• **Exercise**
Every line of the data needs to be returned exactly.

▽

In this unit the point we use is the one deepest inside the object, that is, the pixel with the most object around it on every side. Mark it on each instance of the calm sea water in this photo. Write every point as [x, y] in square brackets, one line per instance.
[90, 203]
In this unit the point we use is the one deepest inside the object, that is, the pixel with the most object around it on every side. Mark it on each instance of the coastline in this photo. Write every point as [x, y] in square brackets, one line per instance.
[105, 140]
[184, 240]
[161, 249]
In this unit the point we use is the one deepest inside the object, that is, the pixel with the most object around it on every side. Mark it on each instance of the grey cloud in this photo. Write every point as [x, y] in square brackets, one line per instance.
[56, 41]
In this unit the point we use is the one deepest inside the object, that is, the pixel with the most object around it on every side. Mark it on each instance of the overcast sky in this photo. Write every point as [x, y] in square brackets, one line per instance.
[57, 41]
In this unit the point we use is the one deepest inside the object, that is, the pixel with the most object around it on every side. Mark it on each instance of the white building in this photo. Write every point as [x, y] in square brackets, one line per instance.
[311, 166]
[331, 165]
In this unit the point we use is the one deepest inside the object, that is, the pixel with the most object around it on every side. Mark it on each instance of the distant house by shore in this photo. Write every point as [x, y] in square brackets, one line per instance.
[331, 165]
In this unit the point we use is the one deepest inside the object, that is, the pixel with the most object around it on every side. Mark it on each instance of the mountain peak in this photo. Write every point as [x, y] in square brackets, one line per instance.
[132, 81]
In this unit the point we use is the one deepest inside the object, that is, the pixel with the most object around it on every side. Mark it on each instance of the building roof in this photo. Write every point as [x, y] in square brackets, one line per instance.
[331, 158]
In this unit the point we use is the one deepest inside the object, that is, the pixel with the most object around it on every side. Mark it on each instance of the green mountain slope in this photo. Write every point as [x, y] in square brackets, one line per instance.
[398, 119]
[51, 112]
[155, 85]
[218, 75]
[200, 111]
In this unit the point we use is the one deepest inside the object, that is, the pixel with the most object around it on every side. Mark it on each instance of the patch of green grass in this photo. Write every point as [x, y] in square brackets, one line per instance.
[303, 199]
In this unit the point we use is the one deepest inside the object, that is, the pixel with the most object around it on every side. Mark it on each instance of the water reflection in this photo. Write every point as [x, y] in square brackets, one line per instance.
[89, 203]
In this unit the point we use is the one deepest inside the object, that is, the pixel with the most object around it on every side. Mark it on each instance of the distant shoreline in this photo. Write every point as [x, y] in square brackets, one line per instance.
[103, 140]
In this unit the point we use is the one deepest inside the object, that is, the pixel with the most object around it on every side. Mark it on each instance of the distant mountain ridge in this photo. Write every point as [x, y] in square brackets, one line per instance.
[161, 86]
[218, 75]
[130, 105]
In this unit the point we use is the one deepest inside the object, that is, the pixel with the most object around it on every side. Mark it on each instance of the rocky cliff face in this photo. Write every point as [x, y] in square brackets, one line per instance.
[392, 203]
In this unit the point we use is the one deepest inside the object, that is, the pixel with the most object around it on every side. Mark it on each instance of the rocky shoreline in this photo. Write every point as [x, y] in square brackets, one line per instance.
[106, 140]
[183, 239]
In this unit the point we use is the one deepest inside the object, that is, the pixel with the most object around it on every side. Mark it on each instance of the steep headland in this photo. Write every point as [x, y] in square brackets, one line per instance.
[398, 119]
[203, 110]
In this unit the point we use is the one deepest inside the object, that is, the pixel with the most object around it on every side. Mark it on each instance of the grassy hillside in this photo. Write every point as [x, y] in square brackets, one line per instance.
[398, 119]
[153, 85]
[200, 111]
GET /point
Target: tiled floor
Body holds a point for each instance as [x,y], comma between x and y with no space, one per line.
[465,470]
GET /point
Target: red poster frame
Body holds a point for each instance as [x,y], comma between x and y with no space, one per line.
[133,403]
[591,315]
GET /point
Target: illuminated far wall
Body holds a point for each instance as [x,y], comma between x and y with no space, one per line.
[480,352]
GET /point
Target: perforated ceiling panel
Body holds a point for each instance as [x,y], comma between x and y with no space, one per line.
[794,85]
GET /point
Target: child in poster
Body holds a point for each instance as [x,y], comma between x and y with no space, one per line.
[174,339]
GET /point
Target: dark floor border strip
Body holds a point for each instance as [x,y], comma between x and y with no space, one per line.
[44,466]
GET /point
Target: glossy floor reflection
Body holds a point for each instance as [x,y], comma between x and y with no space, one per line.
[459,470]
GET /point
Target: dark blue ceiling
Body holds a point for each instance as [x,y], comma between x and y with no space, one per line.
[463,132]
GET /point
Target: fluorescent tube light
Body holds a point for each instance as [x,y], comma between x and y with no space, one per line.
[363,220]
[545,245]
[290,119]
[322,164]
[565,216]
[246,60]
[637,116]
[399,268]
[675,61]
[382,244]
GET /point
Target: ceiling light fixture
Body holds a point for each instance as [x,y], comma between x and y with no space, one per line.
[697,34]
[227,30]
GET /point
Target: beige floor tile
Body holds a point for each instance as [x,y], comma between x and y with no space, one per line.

△

• **Exercise result**
In this unit the point we use is the one deepest inside the object, that is, the pixel with the most object around it on every side. Mark it on each instance of the calm sea water in this photo. Write every point as [x, y] in square brackets, one line per instance.
[90, 203]
In this unit the point we use is the one deepest inside the object, that is, the pixel with the most object around it on every side. Mark it on each instance of the coastline in this photo. Write every point as [x, y] in square brackets, one line per instance.
[105, 140]
[184, 240]
[161, 249]
In this unit the point we use is the one deepest inside the object, that is, the pixel with the most object around it on every side. Mark it on each instance of the grey cloud in this photo. Write every point as [x, y] in square brackets, one line per instance.
[56, 41]
In this unit the point we use is the one deepest inside the object, that is, the pixel with the most object around it on every side. Mark it on each instance of the overcast sky in this photo. Write every point as [x, y] in square brackets, one line per instance.
[57, 41]
In this unit the point we use is the one deepest inside the object, that is, the pixel with the most object around it on every side. Mark it on each instance of the white building in this photo. Write every point as [x, y] in square brackets, one line per instance.
[311, 166]
[331, 165]
In this unit the point we use is the one deepest inside the object, that is, the pixel with the most object around it on every side. Mark it on each instance of the distant house by shore in this photo. Write every point as [x, y] in square brackets, one line per instance.
[331, 165]
In this unit the point we use is the one deepest inside the object, that is, the pixel with the most object around it on every side. Mark it on each instance of the mountain peak in this photo. Write every point as [x, y] in square brackets, one line per instance.
[132, 81]
In this unit the point we use is the one deepest inside the object, that is, the pixel with the most object around it on every side. Mark it on each instance of the building roof in this photo. Write every point as [x, y] in square brackets, one line per instance.
[331, 158]
In this unit the point we use is the one deepest inside the object, that is, the pixel with the most object around it on every side. Mark it on each instance of the green mountain slope in this photo. Write every point as [x, y] in square brackets, one line per instance.
[398, 119]
[51, 112]
[155, 85]
[218, 75]
[200, 111]
In this unit the point we use is the one deepest inside the object, that is, the pixel with the most object around it on every side. Mark it on each instance of the patch of green grass in this photo. Write every point as [x, y] in square brackets, one line per instance.
[303, 199]
In this unit the point we use is the one deepest inside the object, that is, the pixel with the most object around it on every side. Mark it on each instance of the water reflection in this photo. Write every point as [x, y] in square brackets, one line per instance.
[89, 203]
In this unit the point we use is the one deepest inside the object, that is, the pixel with the most object around it on every side. Mark it on each instance of the distant shoreline in this photo. Write every point as [x, y] in square brackets, one line per instance.
[103, 140]
In this unit the point we use is the one deepest inside the object, that is, the pixel with the most object around it on every side. Mark it on each instance of the distant mountain ridge in this photo. Write every point as [x, y] in square brackets, one line per instance.
[161, 86]
[218, 75]
[130, 105]
In this unit the point we use is the one deepest inside the object, that is, the pixel with the most object around it on every side. Mark it on each instance of the rocky cliff face in this photo. Write every point as [x, y] in square brackets, one line per instance.
[392, 203]
In this unit the point we use is the one deepest inside the object, that is, the pixel with the most object around it on every side. Mark it on each instance of the rocky shoreline in this photo. Write every point as [x, y] in square brackets, one line per instance.
[106, 140]
[183, 239]
In this unit the point we use is the one deepest inside the object, that is, the pixel with the most object around it on every side. Mark it on each instance of the steep headland in this photo. Write every point as [x, y] in square brackets, one line per instance.
[398, 119]
[203, 110]
In this unit the point we use is the one deepest inside the object, that is, the pixel with the most object around it on every side. Mark it on each instance of the grassy hillside in this photo. Write every point as [x, y] in square brackets, one line per instance.
[398, 119]
[153, 85]
[200, 111]
GET /point
Target: tiled floor
Body holds a point for each instance as [x,y], comma between x and y with no space, one per line.
[465,470]
GET /point
Target: red poster frame
Body holds a point for each instance as [x,y], comma between x and y with no space, one per line.
[133,403]
[591,315]
GET /point
Target: illuminated far wall
Body holds a point for each instance as [x,y], comma between x and y with no space, one per line.
[480,352]
GET /point
Target: perforated ceiling panel
Body holds a point for each instance as [x,y], comma between x and y with no space, one per line.
[794,85]
GET /point
Target: child in poster
Body holds a point for each instance as [x,y], comma between x and y with no space, one per line.
[174,339]
GET /point
Target: dark floor border strip
Body holds a point for each instance as [x,y], comma between x and y with no space, one per line.
[44,466]
GET /point
Target: glossy floor reflection
Body holds a point for each instance as [x,y], comma between x and y with no space, one per line.
[459,470]
GET /point
Target: dark blue ceiling
Body holds a point for each instance as [x,y], comma between x and y with no space, one per line.
[463,132]
GET /point
Target: fluorescent tube light
Body holds a point for each instance as [x,y], comma between x and y with no space, one per line.
[363,220]
[545,245]
[290,119]
[322,164]
[565,216]
[246,60]
[637,116]
[399,268]
[675,61]
[382,244]
GET /point
Target: ceiling light fixture
Body holds a point for each instance as [x,y], comma between x and y with no space, one per line.
[697,34]
[227,30]
GET /point
Target: beige floor tile
Body holds a point for each instance as [x,y], comma between x and y with no space, one per line.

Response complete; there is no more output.